§ **About this task**
Could you restate all of the records below exactly, with the pictures left out?

§ **Entries supplied**
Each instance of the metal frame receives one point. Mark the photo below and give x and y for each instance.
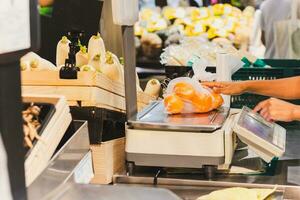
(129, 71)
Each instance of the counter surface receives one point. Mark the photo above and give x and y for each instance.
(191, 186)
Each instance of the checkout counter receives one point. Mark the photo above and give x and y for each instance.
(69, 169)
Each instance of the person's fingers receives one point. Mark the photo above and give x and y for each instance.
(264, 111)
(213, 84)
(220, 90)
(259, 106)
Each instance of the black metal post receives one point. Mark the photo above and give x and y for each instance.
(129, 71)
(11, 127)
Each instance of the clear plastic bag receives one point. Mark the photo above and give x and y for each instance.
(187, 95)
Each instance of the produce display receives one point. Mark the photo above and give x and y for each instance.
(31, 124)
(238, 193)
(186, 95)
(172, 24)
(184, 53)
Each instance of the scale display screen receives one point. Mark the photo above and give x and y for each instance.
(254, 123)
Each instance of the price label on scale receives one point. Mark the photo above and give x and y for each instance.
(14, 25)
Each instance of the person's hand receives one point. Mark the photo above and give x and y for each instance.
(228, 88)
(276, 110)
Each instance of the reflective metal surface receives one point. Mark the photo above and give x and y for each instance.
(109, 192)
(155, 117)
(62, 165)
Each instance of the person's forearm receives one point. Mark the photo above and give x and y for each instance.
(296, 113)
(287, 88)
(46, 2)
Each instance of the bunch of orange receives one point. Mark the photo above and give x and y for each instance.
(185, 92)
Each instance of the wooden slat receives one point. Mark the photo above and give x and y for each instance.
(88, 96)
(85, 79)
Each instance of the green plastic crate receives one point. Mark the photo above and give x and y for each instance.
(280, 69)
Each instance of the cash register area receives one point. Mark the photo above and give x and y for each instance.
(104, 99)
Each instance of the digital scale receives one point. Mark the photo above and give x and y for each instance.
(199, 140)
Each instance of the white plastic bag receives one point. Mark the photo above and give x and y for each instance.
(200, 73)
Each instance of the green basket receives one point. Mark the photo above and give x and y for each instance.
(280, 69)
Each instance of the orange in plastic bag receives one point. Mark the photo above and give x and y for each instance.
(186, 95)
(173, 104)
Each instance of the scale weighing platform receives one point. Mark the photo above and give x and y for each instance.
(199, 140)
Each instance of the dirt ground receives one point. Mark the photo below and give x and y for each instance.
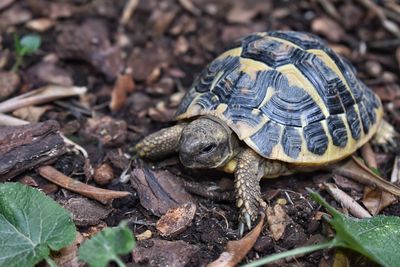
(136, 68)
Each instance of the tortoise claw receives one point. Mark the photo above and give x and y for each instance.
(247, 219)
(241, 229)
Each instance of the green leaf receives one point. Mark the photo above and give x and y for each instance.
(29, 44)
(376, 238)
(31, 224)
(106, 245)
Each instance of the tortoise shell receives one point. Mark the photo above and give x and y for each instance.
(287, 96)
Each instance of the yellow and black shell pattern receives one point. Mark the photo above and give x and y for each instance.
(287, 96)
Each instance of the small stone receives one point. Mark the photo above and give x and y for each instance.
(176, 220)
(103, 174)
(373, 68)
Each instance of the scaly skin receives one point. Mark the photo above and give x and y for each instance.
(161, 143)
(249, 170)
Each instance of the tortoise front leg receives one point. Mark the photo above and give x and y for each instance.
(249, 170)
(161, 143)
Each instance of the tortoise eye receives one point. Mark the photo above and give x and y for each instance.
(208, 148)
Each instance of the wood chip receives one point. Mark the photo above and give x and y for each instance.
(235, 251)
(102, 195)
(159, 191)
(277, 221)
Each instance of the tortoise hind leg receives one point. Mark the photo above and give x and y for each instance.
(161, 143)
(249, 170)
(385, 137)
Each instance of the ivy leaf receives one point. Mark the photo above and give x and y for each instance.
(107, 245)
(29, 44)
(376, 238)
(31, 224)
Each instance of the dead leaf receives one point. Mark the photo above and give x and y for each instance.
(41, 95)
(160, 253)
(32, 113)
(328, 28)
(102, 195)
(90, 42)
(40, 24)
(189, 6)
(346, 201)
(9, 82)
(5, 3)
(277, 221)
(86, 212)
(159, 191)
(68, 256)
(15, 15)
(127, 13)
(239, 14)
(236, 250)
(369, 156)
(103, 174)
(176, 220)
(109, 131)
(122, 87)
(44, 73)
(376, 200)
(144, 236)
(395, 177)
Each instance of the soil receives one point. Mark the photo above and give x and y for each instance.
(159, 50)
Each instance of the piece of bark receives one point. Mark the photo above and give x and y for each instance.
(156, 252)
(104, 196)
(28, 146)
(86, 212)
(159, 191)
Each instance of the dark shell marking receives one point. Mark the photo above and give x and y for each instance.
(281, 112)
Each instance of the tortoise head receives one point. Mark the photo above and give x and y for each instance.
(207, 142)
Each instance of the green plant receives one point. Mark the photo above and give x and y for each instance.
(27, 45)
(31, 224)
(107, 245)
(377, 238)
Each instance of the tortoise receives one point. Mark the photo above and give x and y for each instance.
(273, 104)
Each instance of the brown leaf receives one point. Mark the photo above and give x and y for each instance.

§ **Result of the exercise**
Each instance of the metal frame receives one point. Mark the photo below and give x and y for each instance.
(129, 71)
Each instance of the counter surface receives one point. Mark the photo above and give x and y for each instance.
(191, 186)
Each instance of the checkout counter receives one point. Mark the photo above and give x and y for each instance.
(69, 169)
Each instance of the person's fingers receives one point. Mark the photo above and give x and y for each instance.
(264, 111)
(213, 84)
(220, 90)
(259, 106)
Each instance of the black metal post receives one point. Mark the photo above and give x and y for each instance.
(129, 71)
(11, 127)
Each instance of the clear plastic bag receives one point. Mark the photo above and give x and y for each instance.
(187, 95)
Each instance of the produce display receives one point. Mark the photo above and give x and y for each instance.
(31, 124)
(238, 193)
(186, 95)
(172, 24)
(184, 53)
Each instance of the scale display screen receives one point. Mark the photo above and give x and y for each instance.
(254, 123)
Each instance of the price label on scale receives one point. Mark the photo above and give x and y for each instance.
(14, 25)
Each instance of the person's hand receives one point. Mark the photo above and give x and y for each instance.
(228, 88)
(276, 110)
Each instance of the reflective metal surface receives one point. Mark the photo above and give x and y for each instance.
(109, 192)
(155, 117)
(62, 165)
Each instance of the person's forearm receives one point. Mark the photo above and give x and y for each instance.
(296, 113)
(287, 88)
(46, 2)
Each instance of the bunch of orange receives one point. Mark the photo above and give x and y for each instance.
(185, 92)
Each instance of the wooden slat receives one point. Mark the photo above and give x and y for each instance.
(88, 96)
(85, 79)
Each instance of the green plastic crate receives one point. Mark the photo above and give x and y for each instance.
(280, 69)
Each instance of the cash register area receives one point. Mark the photo above and give x and y for each instance.
(104, 99)
Each instance of the digital scale receives one point. Mark the photo above and give x and y for each instance.
(199, 140)
Each instance of the white plastic bag receives one point. Mark the photo above and give x and y for each instance.
(200, 73)
Each instance of the green basket receives one point. Mark the photo above and give x and y for each instance.
(280, 69)
Each instance of the orange in plastic bag receives one point. Mark the photo above and give x and y for each instance.
(186, 95)
(173, 104)
Each instance of the scale weighing platform receives one point. Mark the photo above and give x and y for each instance.
(199, 140)
Each instance of the dirt ground receives one point. Mark the photo below and give x and y for each instance.
(136, 68)
Each instance of the tortoise claw receives one point. Mark the photo above and give x and y for each instance.
(247, 219)
(241, 229)
Each instance of the green leaf receives one point. Mark the photo above and give x and y for each instance.
(29, 44)
(376, 238)
(31, 224)
(106, 245)
Each instance of the tortoise shell receives one point. Mark the photo above and give x and y for each instance.
(287, 96)
Each instance of the yellow and black shell pattern receives one point. Mark the photo above and give x and y for each instance.
(287, 96)
Each instance of the small stone receives one point. Mark the photo above and give x and y for each instance.
(176, 220)
(103, 174)
(373, 68)
Each instance of the scaly skin receives one point. Mark the photo above and give x and y for each instance.
(161, 143)
(249, 170)
Each instance of the tortoise front leg receives one point. Mark the photo above and give x and y for each instance.
(249, 170)
(161, 143)
Each instance of the tortoise eye receives one point. Mark the photo above and give x and y for each instance.
(208, 148)
Each instance of the wood chip receives one point. Mark the photo above and give x and y for each instance.
(235, 251)
(102, 195)
(159, 191)
(277, 221)
Each instance of the tortoise hind leg receives one point. Mark the photo above and give x and y for each instance.
(161, 143)
(249, 170)
(385, 137)
Each instance of the ivy leaf receives one point. Mark the photo above and give x and y for each instance.
(107, 245)
(29, 44)
(376, 238)
(31, 224)
Each instance of the dead leaf receives one point. Mark the photo above and give x and y for each instance.
(41, 95)
(160, 253)
(32, 113)
(328, 28)
(102, 195)
(90, 42)
(40, 24)
(189, 6)
(346, 201)
(9, 82)
(5, 3)
(277, 221)
(86, 212)
(159, 191)
(68, 256)
(15, 15)
(127, 13)
(239, 14)
(236, 250)
(369, 156)
(103, 174)
(176, 220)
(109, 131)
(122, 87)
(44, 73)
(376, 200)
(144, 236)
(395, 177)
Each instance of the soil receives one point. Mark the photo above and give x and y for each instance.
(159, 50)
Each instance of the piece of bark receives one point. Mark the photo above and give x and y for each instance.
(156, 252)
(104, 196)
(28, 146)
(86, 212)
(159, 191)
Each instance of the dark shell marking receives one point. Mark the photo above and give x and y for each instance.
(281, 112)
Each instance of the tortoise head receives one point. Mark the photo above and give x and y for each instance.
(207, 142)
Each instance of the green plant receives one point. Mark the photo above and give x and y for each instance.
(27, 45)
(31, 224)
(107, 245)
(377, 238)
Each instance of the tortoise receives one point. Mark the photo above and give x and y for each instance.
(273, 104)
Each instance of the brown leaf receives one point. Mark the photo above and give x and y for each instance.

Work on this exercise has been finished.